Goal: A faithful transcription of all the data is required.

Information supplied:
** START **
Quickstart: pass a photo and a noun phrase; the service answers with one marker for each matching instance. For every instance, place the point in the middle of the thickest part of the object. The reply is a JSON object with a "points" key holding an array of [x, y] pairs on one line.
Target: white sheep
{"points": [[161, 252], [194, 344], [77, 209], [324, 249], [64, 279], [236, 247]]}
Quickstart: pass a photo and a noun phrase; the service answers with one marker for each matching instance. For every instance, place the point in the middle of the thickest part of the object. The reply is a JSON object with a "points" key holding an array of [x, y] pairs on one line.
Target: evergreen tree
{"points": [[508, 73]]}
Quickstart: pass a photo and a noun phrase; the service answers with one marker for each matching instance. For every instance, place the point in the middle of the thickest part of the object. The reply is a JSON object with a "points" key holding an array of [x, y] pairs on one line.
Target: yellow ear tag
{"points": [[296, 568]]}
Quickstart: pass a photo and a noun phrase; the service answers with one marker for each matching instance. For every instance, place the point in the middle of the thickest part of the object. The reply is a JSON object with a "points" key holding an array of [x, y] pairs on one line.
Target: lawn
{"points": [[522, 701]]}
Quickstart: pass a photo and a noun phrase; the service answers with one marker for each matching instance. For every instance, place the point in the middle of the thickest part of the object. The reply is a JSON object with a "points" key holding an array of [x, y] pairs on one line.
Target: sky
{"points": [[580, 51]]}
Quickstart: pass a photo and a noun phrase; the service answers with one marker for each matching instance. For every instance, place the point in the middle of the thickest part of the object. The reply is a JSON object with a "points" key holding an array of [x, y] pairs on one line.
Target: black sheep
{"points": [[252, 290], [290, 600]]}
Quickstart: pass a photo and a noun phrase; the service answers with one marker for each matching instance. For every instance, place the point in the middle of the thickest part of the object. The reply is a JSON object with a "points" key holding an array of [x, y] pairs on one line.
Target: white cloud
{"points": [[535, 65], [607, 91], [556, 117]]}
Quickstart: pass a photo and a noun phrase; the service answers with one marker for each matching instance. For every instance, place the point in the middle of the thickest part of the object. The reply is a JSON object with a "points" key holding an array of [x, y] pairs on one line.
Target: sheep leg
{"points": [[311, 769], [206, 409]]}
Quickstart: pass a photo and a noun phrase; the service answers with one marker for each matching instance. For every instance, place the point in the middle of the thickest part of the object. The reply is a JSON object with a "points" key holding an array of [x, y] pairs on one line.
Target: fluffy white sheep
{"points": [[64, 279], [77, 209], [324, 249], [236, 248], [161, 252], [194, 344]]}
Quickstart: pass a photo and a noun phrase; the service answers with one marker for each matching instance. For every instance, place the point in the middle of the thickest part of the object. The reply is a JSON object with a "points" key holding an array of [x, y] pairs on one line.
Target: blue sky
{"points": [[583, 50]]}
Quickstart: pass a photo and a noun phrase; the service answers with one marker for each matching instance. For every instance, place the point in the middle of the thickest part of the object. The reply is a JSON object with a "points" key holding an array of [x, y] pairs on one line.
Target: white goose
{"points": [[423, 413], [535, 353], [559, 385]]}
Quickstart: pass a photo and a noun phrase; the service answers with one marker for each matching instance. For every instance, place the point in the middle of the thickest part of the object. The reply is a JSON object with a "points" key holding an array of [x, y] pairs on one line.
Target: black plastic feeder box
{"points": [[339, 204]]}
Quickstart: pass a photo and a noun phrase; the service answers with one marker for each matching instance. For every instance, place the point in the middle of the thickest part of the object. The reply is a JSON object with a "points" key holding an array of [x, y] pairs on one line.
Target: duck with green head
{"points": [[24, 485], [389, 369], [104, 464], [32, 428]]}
** END **
Written solution:
Quickstart: pass a photo and a noun phrase; the service answers with one marker for each matching instance. For every instance, place the point in the middle of the thickest part of the object. The reply is a JSON object with a "points" key holding an array of [x, y] pairs on one line.
Target: white sheep
{"points": [[161, 252], [194, 344], [77, 209], [324, 249], [64, 279], [236, 247]]}
Quickstart: pass a photo and a noun phrase; the service answers with one marker for each matching instance. For every instance, place the point in the middle of the thickest part of the object. The reply is a JSON object with a "points" key holding an array of [x, y] pairs on one line.
Target: evergreen tree
{"points": [[508, 73]]}
Quickstart: pass a photo and a noun phrase; the service answers with one marker for each matching instance. For every instance, place the point in the middle of the thickest part of the object. The reply is a JSON object with a "points" key holding an array of [x, y] pairs on one line.
Target: yellow ear tag
{"points": [[296, 568]]}
Quickstart: pass a photo and a noun phrase; the service answers with one marker for each matching instance. For every instance, place the point in the middle of the thickest part of the object. The reply is a JSON object with a "points" key holding an array of [x, y] pairs on one line.
Target: lawn
{"points": [[522, 701]]}
Quickstart: pass a photo and a noun phrase; the service answers with one marker for each matching instance. For every instance, place the point in the middle of the thickest part of the object. The reply is a JSON object with a "points" key holding an array of [x, y] pairs on one line.
Target: sky
{"points": [[580, 51]]}
Quickstart: pass a photo and a noun phrase; the service answers with one marker for each matching instance. For every instance, place the point in the middle of the thickest part of the object. The reply is a JSON object with a "points" key holding an array of [x, y] pairs on one line.
Target: black sheep
{"points": [[252, 290], [290, 600]]}
Quickstart: pass a photo and a noun phrase; the service answers with one marker for each matching instance. For every instance, place the point in the middle of the thickest part of the object. The reply is a JSON object with a "points" key holding an array of [x, y] pairs on one line.
Target: white cloud
{"points": [[535, 65], [607, 91], [556, 117]]}
Quickstart: pass a photo and a noun phrase; the service answers with one marker for each matching instance. For every instance, place the point in the middle of the thickest part of the object. The reply is a JSON object with a "points" key holding an array of [x, y] pairs on one line.
Target: sheep leg
{"points": [[311, 769], [206, 409]]}
Quickstart: pass a photo and a noun phrase; the service answers with one marker for each matching instance. For every instance, place the point in the middle of the thickest part of the object. The reply is a JSON object with a "points" key holding an array of [x, y] pairs on one line.
Target: fluffy white sheep
{"points": [[64, 279], [77, 209], [324, 249], [236, 248], [161, 252], [194, 344]]}
Quickstart: pass a photo and a noun phrase; the service answers with one marker for each matching instance. For every instance, place the point in the middle of the thickest part of the object. The reply is a JSON object with a "points" key holding an array of [x, y] pairs on one line.
Target: blue sky
{"points": [[583, 50]]}
Quickstart: pass a photo and a noun phrase; the service answers with one marker for each matching instance. For every instance, place the point in the middle of the thickest part of the object. The reply is a JSON object with a "points" key holding an array of [x, y] pairs on one line.
Target: white goose
{"points": [[423, 413], [535, 353], [559, 385]]}
Quickstart: pass a photo and a noun phrase; the service answers with one marker for each matching instance. For every instance, place the point in the middle of the thickest part of the object. The reply is a JSON object with a "points" key holding an array of [x, y] pairs on one line.
Target: black plastic feeder box
{"points": [[339, 204]]}
Quickstart: pass a photo and a noun phrase; the service answers with one marker for each matching instance. For every instance, place the point in the middle of the thickest part of the object. The reply is a JSON object with a "points" key holding an array of [x, y] pairs on one line.
Target: duck with green head
{"points": [[24, 485], [389, 369], [104, 464], [32, 428]]}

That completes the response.